• [Document text]:

-*-*-

Are we prepared for the impending Dengue, Chikungunya, Malaria outbreak ?

Monsoons, mosquitoes and the diseases come every year. And the same old story is repeated every year. Will 2019 be any different?
Monsoons, mosquitoes and the diseases come every year. And the same old story is repeated every year. Will 2019 be any different?

The inept handling of Encephalitis in Bihar is there for everyone to see. It is sad and appalling to see the apathy in our health care system.

The monsoons are around the corner.

Malaria, which was supposed to have almost disappeared from Delhi is back with a vengeance. Chikungunya is an emerging, mosquito-borne disease caused by an alphavirus, Chikungunya virus. The disease is transmitted predominantly by Aedes aegypti and Ae. albopictus mosquitoes, the same species involved in the transmission of dengue.

Over the years, we have learned that Chikungunya results in high fever accompanied with severe debilitating pain, especially in joints.  Rashes can also be seen in severe cases. Weakness, dizziness, continuous vomiting leading to dehydration, very poor oral intake and bleeding are dangerous signs. We have been told that we must not let water collect anywhere and many people have been fined because of their errant ways in managing water.

-*-*-

• [Source material]:
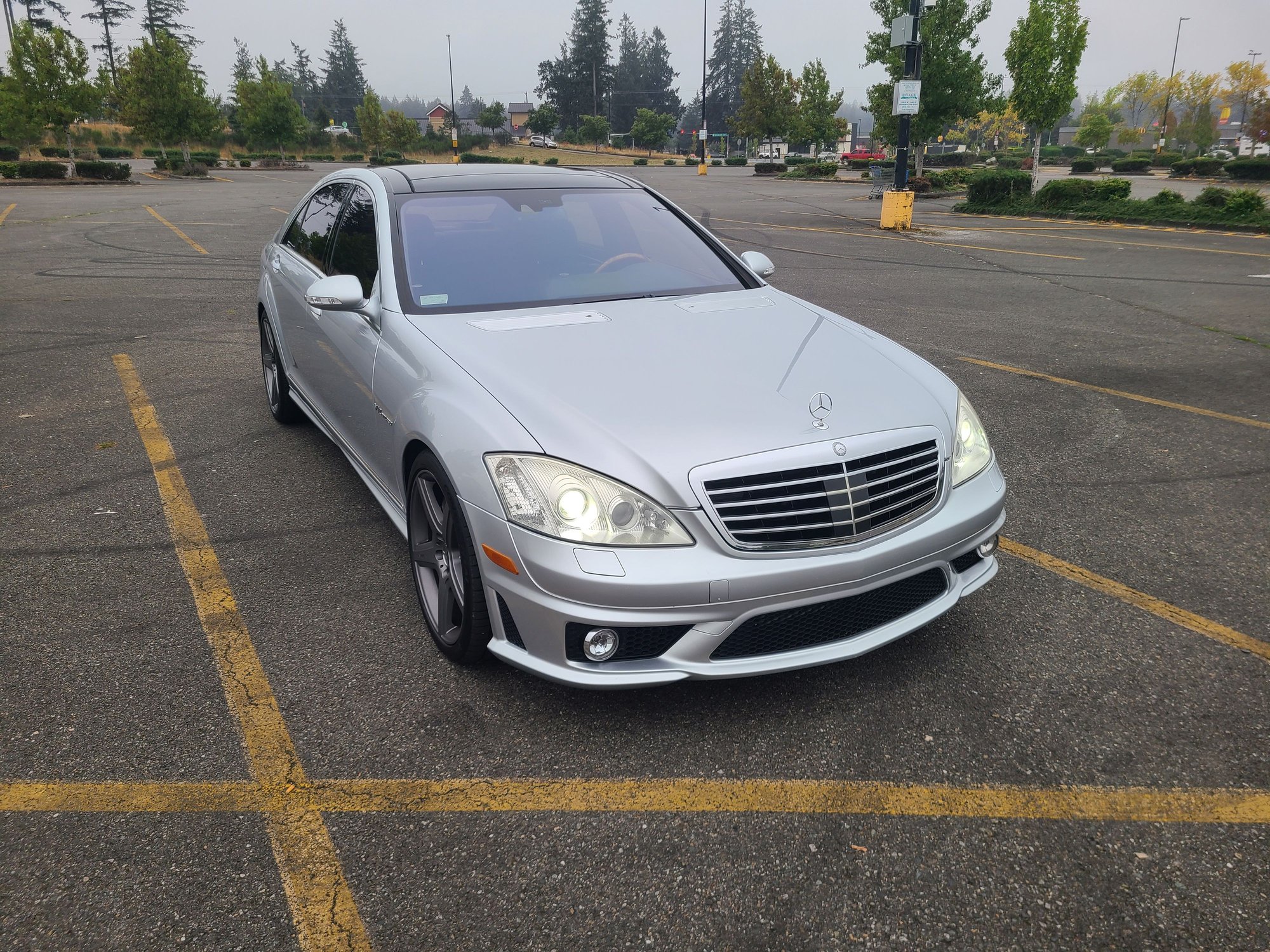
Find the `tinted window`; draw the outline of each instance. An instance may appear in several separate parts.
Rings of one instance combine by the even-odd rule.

-*-*-

• [Work instructions]:
a: In two sentences, sum up the article on the coming mosquito-borne disease outbreak.
b: In the article on the coming mosquito-borne disease outbreak, which mosquitoes mainly spread Chikungunya?
c: Carry on the article about the coming mosquito-borne disease outbreak from its last sentence.

• [Task answers]:
a: With the monsoons close, the article asks whether 2019 will break the yearly pattern of mosquito-borne disease, pointing to the inept handling of Encephalitis in Bihar and to Malaria returning to Delhi. It describes Chikungunya as a disease spread by the same Aedes mosquitoes as dengue, causing high fever and severe joint pain, and notes that people have been told not to let water collect and some have been fined.

b: Aedes aegypti and Ae. albopictus mosquitoes.

c:
When confronted with an epidemic, politicians blame bureaucrats who will blame the Municipal Corporation of Delhi who in turn will blame the politicians. Ministers will justify and find reasons on how this happens every year and happened under other Governments. TV anchors will scream at the top of their voices about accountability and newspapers will give these stories headlines, gradually relegating them to inside pages.

However, the poor patients will be left running from one hospital to another, crying for their loved ones.

The wonderful cycle of life will continue. Monsoons will retreat, water logging will dry up, hospitals will see lesser patients, the subject of ill patients will disappear from the news channels and hopefully, mosquito borne diseases will disappear for one more year. Everyone will heave a collective sigh of relief and as always happens in our country after every epidemic or emergency, the problem of this year would have been “managed” and given the short public memory, this year’s challenges would soon be forgotten.

Knee jerk reactions to a health scare seems to be the norm rather than the exception with us.

The monsoons, the mosquitoes and the diseases come every year. We know that this problem recurs every year and will continue to recur in the years ahead till we are able to eradicate the disease. So why is it that we are not able to plan earlier and reduce the severity of the impact of these mosquito borne diseases? Why don’t our governments have a task force that will focus on planning for the coming year?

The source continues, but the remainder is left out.